PROBLEM TO SOLVE:
Whenever a line in the following entries includes "form", tally it. Report nothing except the final count.

[THE INPUT]

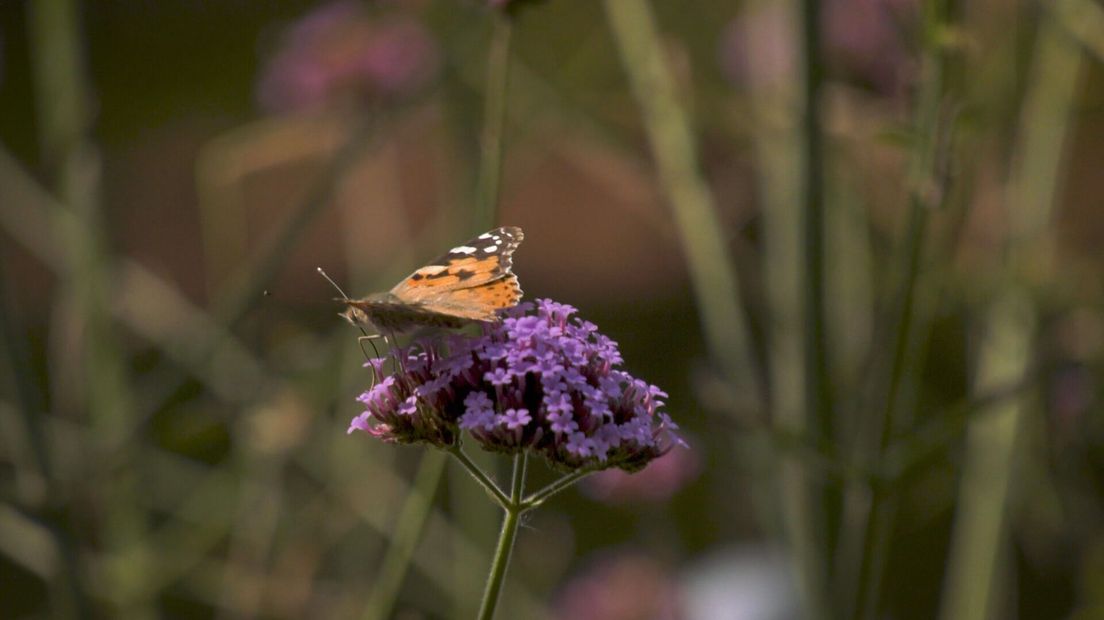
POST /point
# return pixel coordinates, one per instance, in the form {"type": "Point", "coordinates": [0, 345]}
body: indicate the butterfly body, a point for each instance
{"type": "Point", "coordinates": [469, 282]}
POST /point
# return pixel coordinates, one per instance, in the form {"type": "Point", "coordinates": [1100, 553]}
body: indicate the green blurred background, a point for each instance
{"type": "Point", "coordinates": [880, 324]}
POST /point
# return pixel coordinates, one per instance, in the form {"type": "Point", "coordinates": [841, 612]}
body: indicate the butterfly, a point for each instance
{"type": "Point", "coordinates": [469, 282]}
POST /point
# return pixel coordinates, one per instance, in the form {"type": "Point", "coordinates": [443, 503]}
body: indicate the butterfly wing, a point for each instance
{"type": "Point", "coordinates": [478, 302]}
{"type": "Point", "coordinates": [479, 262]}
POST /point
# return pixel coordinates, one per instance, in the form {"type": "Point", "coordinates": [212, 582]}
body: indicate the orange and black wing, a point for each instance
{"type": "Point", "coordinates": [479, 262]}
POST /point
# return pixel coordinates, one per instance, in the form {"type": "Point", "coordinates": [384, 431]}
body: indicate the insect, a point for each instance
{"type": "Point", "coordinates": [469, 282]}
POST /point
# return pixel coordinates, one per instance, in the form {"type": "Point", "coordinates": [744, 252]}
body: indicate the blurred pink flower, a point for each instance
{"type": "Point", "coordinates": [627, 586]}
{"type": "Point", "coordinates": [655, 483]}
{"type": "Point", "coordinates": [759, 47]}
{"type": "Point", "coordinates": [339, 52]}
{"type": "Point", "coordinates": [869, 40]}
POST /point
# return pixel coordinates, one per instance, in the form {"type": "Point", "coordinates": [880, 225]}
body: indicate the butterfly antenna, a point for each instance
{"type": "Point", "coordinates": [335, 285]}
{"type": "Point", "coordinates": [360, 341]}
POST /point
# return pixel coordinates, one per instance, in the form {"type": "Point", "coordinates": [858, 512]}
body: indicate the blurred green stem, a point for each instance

[/THE INPUT]

TASK ANSWER:
9